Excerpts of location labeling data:
========

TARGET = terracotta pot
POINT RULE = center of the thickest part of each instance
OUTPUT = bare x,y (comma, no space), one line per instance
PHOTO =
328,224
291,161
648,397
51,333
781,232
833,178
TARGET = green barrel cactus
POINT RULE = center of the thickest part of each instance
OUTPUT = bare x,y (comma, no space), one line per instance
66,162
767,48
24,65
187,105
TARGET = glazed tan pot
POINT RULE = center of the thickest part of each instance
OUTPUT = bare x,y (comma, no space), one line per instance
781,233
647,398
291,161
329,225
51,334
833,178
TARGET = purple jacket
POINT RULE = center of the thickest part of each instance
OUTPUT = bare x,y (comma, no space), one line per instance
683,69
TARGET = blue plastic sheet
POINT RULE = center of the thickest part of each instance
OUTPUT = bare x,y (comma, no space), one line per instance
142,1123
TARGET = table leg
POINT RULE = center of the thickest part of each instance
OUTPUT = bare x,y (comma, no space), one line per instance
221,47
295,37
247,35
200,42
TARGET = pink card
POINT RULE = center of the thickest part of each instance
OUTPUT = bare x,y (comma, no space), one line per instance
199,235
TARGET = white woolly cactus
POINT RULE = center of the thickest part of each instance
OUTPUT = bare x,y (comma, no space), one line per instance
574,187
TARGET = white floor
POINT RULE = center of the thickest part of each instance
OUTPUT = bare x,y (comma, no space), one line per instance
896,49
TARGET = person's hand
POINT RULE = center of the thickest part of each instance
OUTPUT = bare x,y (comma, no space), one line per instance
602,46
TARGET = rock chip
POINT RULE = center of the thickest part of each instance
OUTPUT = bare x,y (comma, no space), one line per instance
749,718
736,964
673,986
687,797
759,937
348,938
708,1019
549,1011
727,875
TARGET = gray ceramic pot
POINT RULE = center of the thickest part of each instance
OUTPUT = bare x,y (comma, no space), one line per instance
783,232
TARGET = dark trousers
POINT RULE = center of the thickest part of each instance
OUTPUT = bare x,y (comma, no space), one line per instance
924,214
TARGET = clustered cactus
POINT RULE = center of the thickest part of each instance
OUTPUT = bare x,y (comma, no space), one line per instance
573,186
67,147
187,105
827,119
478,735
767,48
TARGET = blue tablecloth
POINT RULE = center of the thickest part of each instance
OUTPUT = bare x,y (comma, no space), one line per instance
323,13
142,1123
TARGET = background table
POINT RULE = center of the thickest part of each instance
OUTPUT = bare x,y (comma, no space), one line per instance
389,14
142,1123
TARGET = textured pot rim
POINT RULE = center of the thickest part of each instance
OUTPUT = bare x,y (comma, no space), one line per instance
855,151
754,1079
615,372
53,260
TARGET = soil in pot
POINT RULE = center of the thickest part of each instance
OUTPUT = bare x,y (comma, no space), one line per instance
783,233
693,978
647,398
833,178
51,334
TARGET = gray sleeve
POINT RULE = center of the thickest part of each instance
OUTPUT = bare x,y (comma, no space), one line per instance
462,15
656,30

========

▶ Prompt:
Only the lines from the one with "TARGET = gray ceramic pot" through the end of the material are wanted; copy them exactly, both ends included.

▶ Response:
TARGET = gray ceramic pot
POINT RULE = center of the thickest part of each instance
OUTPUT = bare x,y (comma, no space), one line per instance
783,232
TARGET = dark trousers
POINT RULE = center of the thickest part of each instance
OUTPUT = bare x,y (comma, no space), one line per instance
924,214
TARGET = clustered cactus
POINT RULE = center of the thickest part of each instance
OUTPUT = bare x,y (comma, no space), one line per instance
573,186
67,147
187,105
827,119
478,735
767,48
TARGET = blue tablecloth
POINT RULE = center of the thickest part of each instance
OUTPUT = bare x,y (comma, no space), one line per instance
323,13
142,1123
TARGET = background table
POINT RULE = center of the thickest part of each instance
OUTPUT = bare x,y (comma, no space), one line per instance
389,14
142,1123
TARGET = textured pot rim
POINT RULE = center of the thickest part of each instance
OUTPUT = bare x,y (comma, no space), one line per instance
855,151
754,1079
615,372
53,260
TARGET = soil in pot
POINT RULE = center of the thickest part of each instance
OUTPUT = bare x,y (comma, no space), one line per instance
783,233
693,978
647,398
833,178
51,334
TARGET = gray sleeve
POINT RULE = center of the thickest part of each instance
OUTPUT = bare x,y (comma, no space), one line per instance
462,15
656,30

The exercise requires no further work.